# EXTRACTED TEXT
:::

I deleted my post because I when I wrote it thought I was responding to someone else, so it was no longer relevant.
But this was sort of my point – if you want to be able to change your mind and confirm an ID on someone else’s observation because you have learned it, why should you be prevented from doing the same on your own observation?
This is not about wanting the observation to become RG – it is about having the power to add an ID on my own observation that says I know what it is. Not some broader ID, this precise species. Just because this is sometimes (even frequently) abused is not a sufficient reason to deny everyone the ability to learn and to assert their knowledge in the form of an ID.
If users are blocked from entering the ID they want, they will find some other way to do so, whether that be deleting their observation and reuploading it or some other even more questionable method. Or they may decide that they are unwelcome on iNat because they are being treated as ignorant and incapable of understanding how to ID organisms they saw themselves.
This is the wrong way to solve the problem at hand. The price is too high.
What iNat calls Research Grade only means - 2 people agree
https://forum.inaturalist.org/t/rename-research-grade-discussion-and-polls/590
Perhaps another wording for the ‘agree’ button would do the trick, something along the line: I know ho to identify this taxon and do agree.
Users should be aware that agreeing means you know yourself (usually after some research) how to ID this species.

:::

# MATERIAL PROVIDED

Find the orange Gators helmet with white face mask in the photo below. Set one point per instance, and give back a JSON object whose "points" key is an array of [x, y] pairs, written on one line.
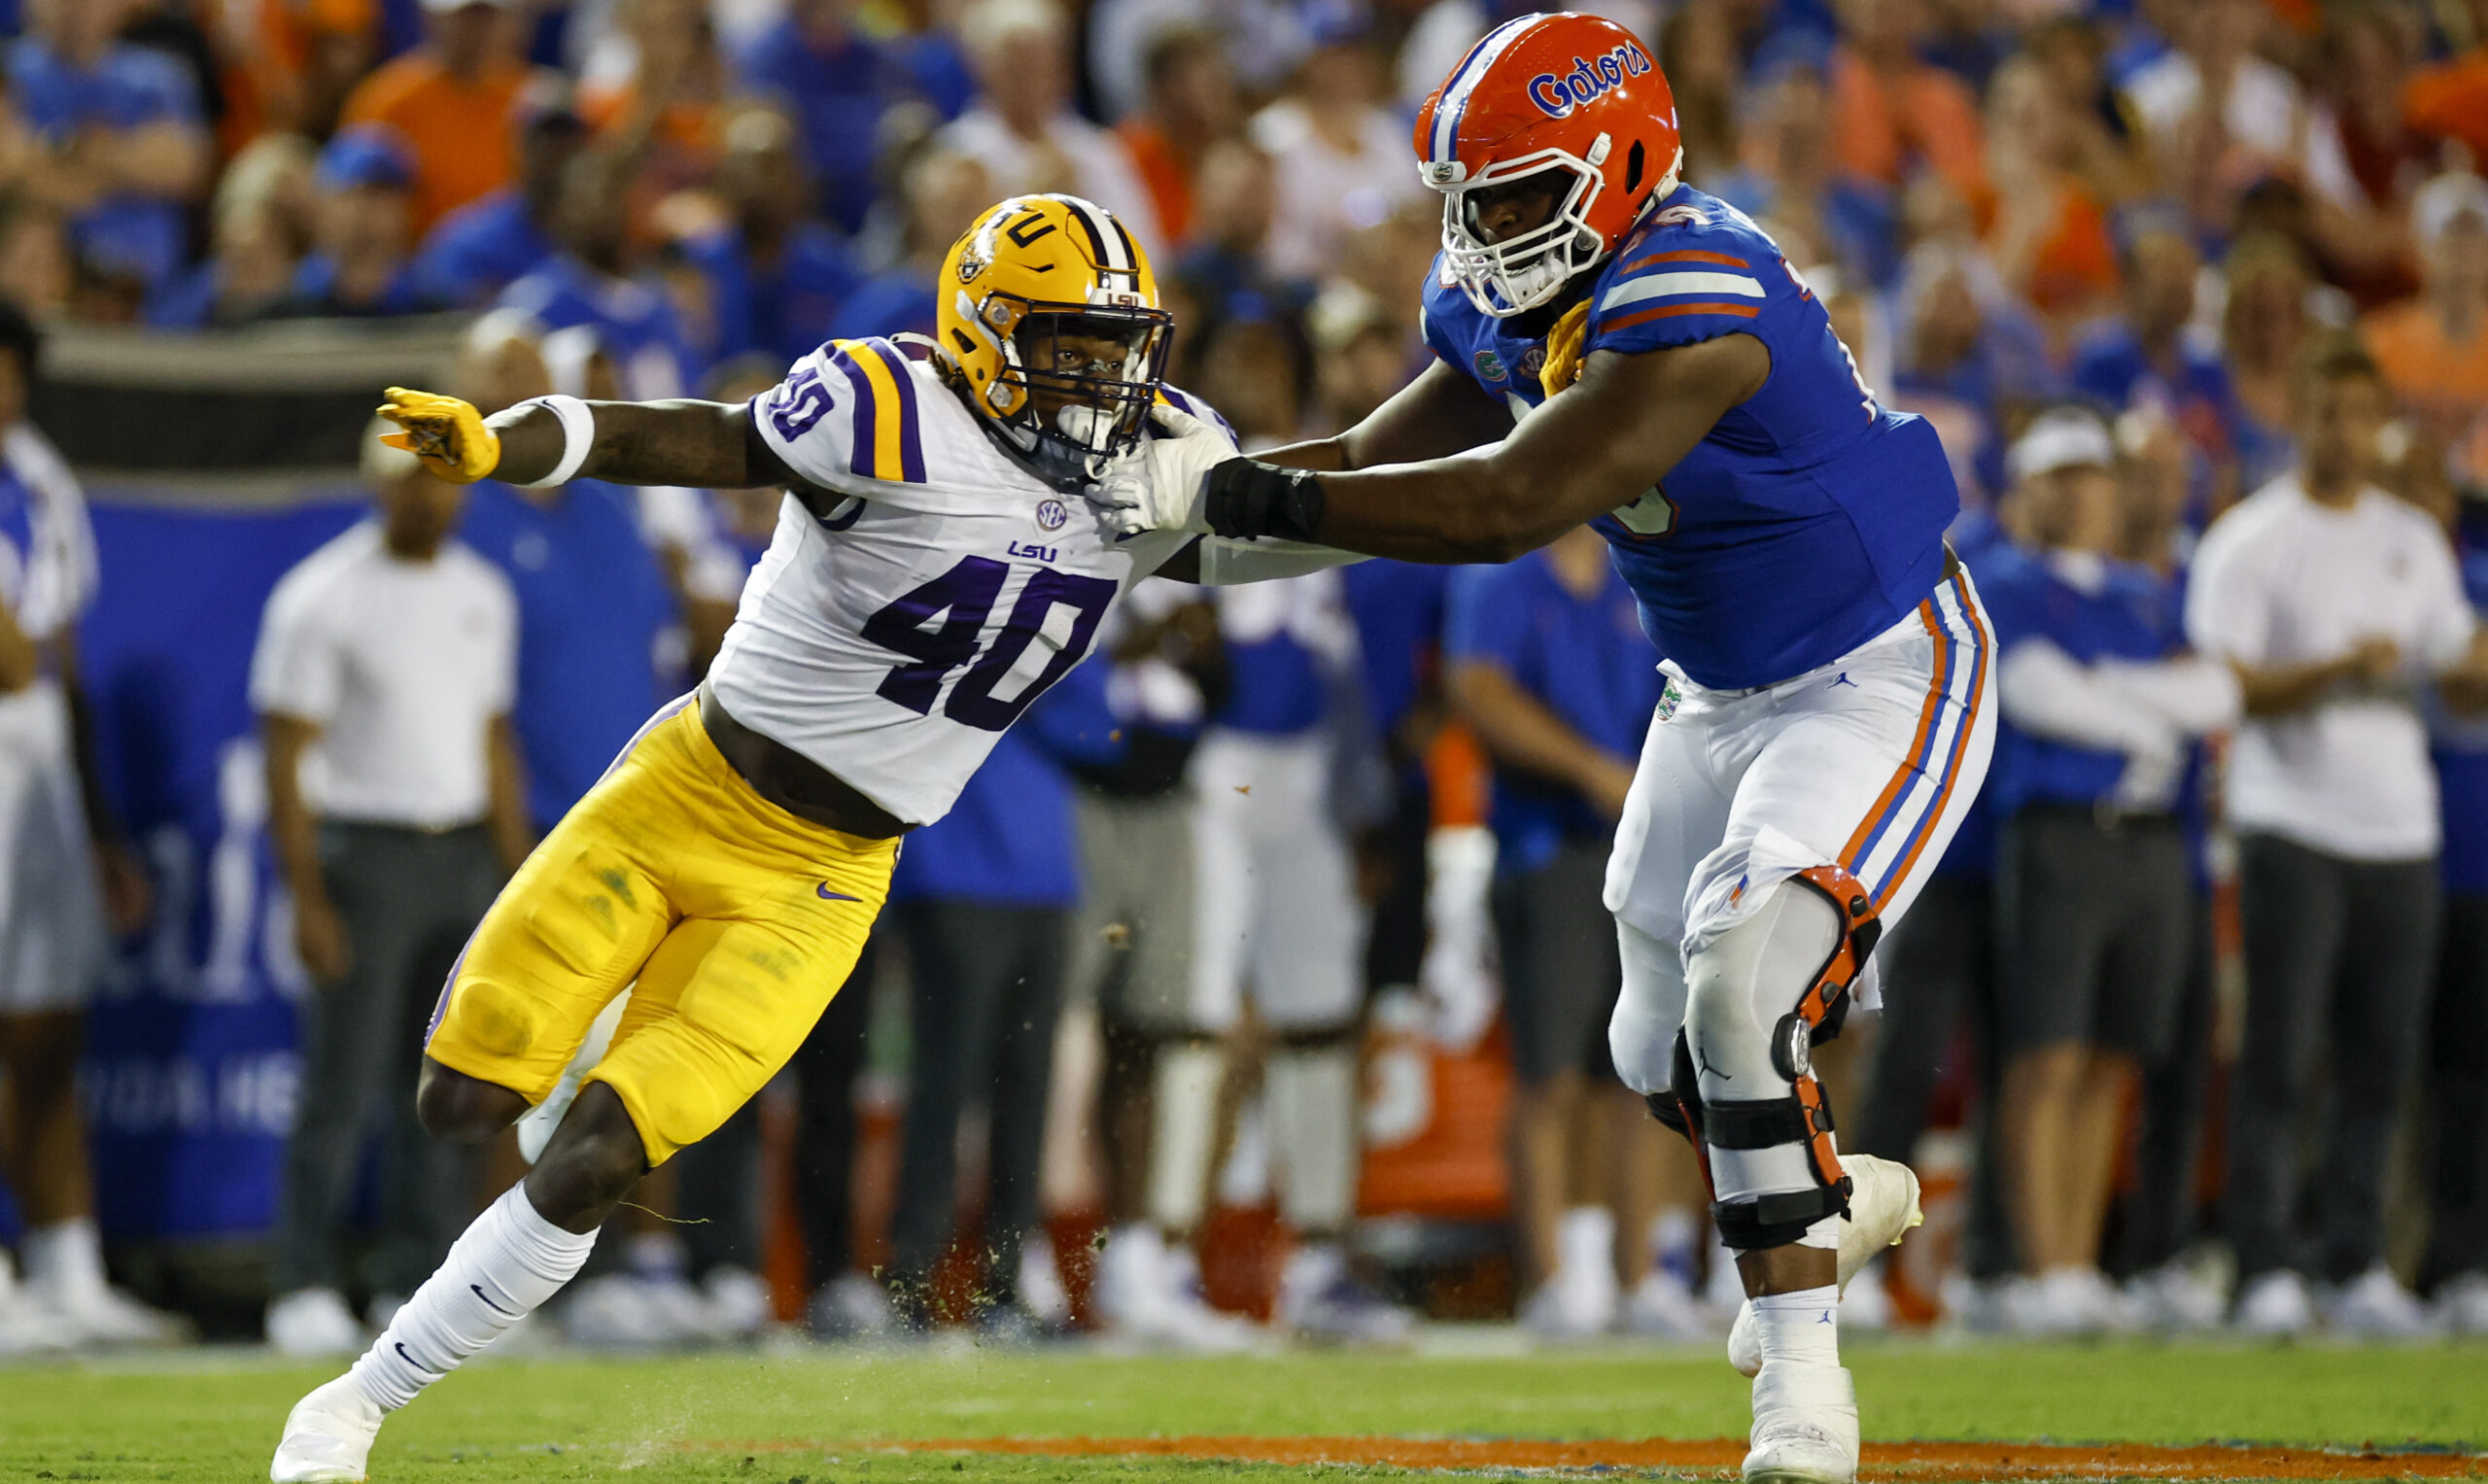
{"points": [[1549, 93]]}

:::

# WORK REQUEST 1
According to the iNaturalist forum post, what does iNat's Research Grade only mean?
# WORK REQUEST 2
Reproduce the passage of the iNaturalist forum post between "If users are" and "is too high.", inclusive, word for word.

# TASK RESPONSE 1
It only means that two people agree.

# TASK RESPONSE 2
If users are blocked from entering the ID they want, they will find some other way to do so, whether that be deleting their observation and reuploading it or some other even more questionable method. Or they may decide that they are unwelcome on iNat because they are being treated as ignorant and incapable of understanding how to ID organisms they saw themselves.
This is the wrong way to solve the problem at hand. The price is too high.